読む文章:
──────────

エゼキエル書
(エゼキエルしょ)(Ezekiel,Book of)
この驚くべき書には,これを記した預言者の名が付されています。祭司ブジの子であったエゼキエルは,西暦前591年ごろ,バビロニアでこの書を書き終えたのではないかと思われます。この書は,西暦前613年から591年ごろまでの22年ほどの期間のことを扱っています。―エゼ 1:1-3; 29:17。
エゼキエル書は幻,直喩,および風諭もしくはたとえ話,それに,れんがの上にエルサレムの略図を刻み,イスラエルへのしるしとしてエルサレムに対する模擬攻囲を演ずるようエゼキエルが神から告げられた場合のように,とりわけ象徴的な所作がその特色をなしています。(エゼ 4:1-17)ほかにも,イスラエルの二つの家を表わす2本の棒を一つにしたり(37:15-23),エルサレムの捕囚を表わすため壁に穴を掘って荷物を持ってそこから出たりする象徴的な動作を演じました。(12:3-13)オホラとオホリバの例えは,この書の中でも真に迫った風諭の一つです。(23章)エゼキエル書のもう一つの注目すべき特徴は,エゼキエルが自分の述べた預言の年代を細心の注意を払って記し,エホヤキン王の流刑の年だけでなく,その月とその月の日付をも記していることです。―1:1,2; 29:1; 30:20; 31:1; 32:1; 40:1。
信ぴょう性 この書の信ぴょう性を示す証拠は,その預言の成就に見られます。(例えば,「アンモン人」,「エドム,エドム人」,「ティルス」を参照。)さらに,この書の信ぴょう性は考古学によって立証されています。著名なアメリカの考古学者W・F・オールブライトは次のように書いています。「考古学上の資料は……エレミヤやエゼキエル,エズラやネヘミヤの書の実質的独自性を疑問の余地なく証明している。それらの資料は出来事の順序のみならず,それについて従来受け入れられてきた理解をも確証している」―「考古学研究20年(1932-1952年)後の聖書」,1954年,547ページ。

──────────

元のデータ:
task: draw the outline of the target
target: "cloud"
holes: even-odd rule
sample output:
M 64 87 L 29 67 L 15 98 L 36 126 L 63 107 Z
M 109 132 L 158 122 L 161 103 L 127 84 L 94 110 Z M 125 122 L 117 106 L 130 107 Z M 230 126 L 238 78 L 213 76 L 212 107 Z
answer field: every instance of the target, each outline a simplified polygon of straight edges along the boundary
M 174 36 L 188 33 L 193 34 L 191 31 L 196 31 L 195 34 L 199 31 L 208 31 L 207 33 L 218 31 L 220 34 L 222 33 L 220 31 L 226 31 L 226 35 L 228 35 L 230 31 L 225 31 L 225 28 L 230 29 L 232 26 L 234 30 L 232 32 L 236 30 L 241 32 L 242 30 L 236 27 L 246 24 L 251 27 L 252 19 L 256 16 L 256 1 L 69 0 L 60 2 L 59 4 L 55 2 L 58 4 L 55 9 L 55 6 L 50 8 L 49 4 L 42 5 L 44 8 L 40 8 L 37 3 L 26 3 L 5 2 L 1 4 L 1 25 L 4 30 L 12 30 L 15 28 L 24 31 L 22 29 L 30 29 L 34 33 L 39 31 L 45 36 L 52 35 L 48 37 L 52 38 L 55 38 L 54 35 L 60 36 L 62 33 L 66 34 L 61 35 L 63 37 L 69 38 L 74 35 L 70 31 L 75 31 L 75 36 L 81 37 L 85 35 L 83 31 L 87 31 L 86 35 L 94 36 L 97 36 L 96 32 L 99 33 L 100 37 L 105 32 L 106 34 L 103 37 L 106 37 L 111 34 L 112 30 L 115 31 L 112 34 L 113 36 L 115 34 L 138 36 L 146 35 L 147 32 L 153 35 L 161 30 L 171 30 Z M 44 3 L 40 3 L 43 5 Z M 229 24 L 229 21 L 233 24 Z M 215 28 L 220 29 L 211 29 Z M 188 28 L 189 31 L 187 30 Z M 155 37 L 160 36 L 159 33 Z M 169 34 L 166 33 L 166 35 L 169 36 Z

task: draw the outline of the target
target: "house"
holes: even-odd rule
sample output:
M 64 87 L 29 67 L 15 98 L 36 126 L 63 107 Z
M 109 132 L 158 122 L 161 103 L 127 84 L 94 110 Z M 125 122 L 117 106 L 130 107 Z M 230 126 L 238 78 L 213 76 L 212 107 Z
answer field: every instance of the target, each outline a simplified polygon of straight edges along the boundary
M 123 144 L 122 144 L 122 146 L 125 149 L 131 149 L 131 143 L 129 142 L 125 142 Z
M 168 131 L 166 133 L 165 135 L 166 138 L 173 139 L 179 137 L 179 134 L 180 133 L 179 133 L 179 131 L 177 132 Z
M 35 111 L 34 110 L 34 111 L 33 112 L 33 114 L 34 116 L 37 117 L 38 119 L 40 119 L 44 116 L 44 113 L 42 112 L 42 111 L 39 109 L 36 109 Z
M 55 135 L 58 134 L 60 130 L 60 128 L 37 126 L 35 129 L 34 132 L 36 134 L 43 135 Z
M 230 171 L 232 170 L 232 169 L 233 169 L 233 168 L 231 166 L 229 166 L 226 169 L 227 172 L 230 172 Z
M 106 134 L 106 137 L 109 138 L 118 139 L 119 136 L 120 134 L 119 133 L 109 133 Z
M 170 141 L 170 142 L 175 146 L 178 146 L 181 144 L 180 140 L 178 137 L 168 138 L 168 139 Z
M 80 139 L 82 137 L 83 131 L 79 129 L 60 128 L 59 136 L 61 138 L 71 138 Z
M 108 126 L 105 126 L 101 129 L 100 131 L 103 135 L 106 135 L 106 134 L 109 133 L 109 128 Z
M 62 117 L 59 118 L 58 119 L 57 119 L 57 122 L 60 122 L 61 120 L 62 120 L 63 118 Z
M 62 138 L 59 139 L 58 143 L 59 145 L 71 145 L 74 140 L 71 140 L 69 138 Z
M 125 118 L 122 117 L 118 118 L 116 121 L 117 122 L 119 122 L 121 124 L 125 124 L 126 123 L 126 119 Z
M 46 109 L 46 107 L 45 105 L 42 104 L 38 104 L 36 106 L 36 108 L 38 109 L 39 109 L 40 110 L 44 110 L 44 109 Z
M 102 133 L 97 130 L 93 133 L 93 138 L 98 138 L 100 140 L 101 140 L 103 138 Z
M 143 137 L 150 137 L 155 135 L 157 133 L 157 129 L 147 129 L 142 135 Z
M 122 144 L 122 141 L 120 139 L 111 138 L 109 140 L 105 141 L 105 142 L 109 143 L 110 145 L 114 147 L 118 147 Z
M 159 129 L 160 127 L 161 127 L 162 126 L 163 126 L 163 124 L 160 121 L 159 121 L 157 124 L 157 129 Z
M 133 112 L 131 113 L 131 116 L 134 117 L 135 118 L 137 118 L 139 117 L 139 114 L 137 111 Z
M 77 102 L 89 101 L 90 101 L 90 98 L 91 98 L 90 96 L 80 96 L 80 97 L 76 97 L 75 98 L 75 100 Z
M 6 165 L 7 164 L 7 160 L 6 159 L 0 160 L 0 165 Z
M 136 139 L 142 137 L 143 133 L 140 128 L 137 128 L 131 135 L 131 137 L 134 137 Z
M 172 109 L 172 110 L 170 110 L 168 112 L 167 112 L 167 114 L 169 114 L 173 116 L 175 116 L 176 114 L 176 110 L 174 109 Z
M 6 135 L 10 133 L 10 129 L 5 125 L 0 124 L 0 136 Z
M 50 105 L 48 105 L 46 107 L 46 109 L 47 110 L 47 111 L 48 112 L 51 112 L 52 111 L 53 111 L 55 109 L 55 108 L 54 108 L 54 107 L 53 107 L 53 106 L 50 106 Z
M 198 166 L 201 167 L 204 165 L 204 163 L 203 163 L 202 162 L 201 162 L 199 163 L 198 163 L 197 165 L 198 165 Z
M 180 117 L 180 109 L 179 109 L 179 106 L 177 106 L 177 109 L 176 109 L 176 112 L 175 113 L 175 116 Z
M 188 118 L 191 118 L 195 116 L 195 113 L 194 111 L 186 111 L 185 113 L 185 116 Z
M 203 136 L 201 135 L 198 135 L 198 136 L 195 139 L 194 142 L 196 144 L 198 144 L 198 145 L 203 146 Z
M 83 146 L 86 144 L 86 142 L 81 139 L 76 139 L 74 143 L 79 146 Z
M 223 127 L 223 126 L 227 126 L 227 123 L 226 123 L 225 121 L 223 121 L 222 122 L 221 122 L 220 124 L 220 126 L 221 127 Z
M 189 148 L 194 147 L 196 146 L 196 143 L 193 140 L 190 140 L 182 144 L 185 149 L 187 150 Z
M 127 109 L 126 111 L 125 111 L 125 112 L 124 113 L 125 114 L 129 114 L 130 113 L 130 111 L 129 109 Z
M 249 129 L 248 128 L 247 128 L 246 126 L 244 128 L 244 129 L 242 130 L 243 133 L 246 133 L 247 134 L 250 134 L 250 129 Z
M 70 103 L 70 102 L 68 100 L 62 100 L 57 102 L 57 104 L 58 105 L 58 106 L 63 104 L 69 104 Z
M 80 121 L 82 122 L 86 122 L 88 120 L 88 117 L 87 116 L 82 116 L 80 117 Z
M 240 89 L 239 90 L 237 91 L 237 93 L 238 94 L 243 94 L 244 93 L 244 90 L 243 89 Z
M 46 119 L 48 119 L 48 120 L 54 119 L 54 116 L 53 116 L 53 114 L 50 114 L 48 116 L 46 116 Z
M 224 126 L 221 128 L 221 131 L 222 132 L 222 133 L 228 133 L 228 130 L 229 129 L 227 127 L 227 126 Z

──────────

課題のねらい: エゼキエル書を紹介した文章の続きを、最後の文の次から書き足してください。

答え:
エゼキエル書の信ぴょう性は聖書の他の書と調和しているという事実によっても支持されています。クリスチャン・ギリシャ語聖書の筆者でこの書を直接引用したり引照したりしている人はいませんが,それでもエゼキエルの陳述に暗に言及した言葉や同様の表現はしばしば見いだされます。エゼキエルとイエスは湿り気のある木を干からびさせることについて語っています。(エゼ 17:24; ルカ 23:31)エゼキエルもイエスも,人々を羊およびやぎとして裁くことについて述べています。(エゼ 34:17; マタ 25:32,33)「啓示」の書にはエゼキエル書にあるのと類似した多くの例えが用いられています。―エゼ 1:28を啓 4:3と; エゼ 10:3,4を啓 15:8と; エゼ 12:25を啓 10:6と; エゼ 37:10を啓 11:11と比較。
チェスター・ビーティー・ギリシャ語聖書パピルスの中に聖書の他の部分と共にエゼキエル,ダニエル,およびエステルを含む冊子本<コーデックス>が1冊あることは注目に値します。それらの書はすべて,多分もとは118葉から成っていたと思われる1冊の冊子本<コーデックス>の中に見いだされます。それは二人の写字生によって書かれた写本で,3世紀前半のものと思われますが,わたしたちのところまで伝わって来たエゼキエル書が,本質的に確かなものであることを示しています。
エレミヤとエゼキエルは同時代の人でしたから,両者の預言には多くの共通点があります。(エゼ 18:2をエレ 31:29と; エゼ 24:3をエレ 1:13と; エゼ 34:2をエレ 23:1と比較。)同様に,時代を同じくしたダニエルとエゼキエルの著作にも類似の表現が見られます。エゼキエルは綱で縛られていた時,ユダ王国について預言し,「一年に対して一日」を指定しましたが,預言の1日は各々成就においては1年に相当しました。(エゼ 4:4-8)ダニエルは王国に関する預言である,たがを掛けられた木の切り株について述べ,そのたがが外される時までの期間を明示しました。(ダニ 4:23)時に関するダニエルのもう一つの預言は,指導者であるメシアの到来とかかわりのある70週に関するもので,その成就においても1日が1年を象徴的に表わすものとして用いられました。―ダニ 9:24-27。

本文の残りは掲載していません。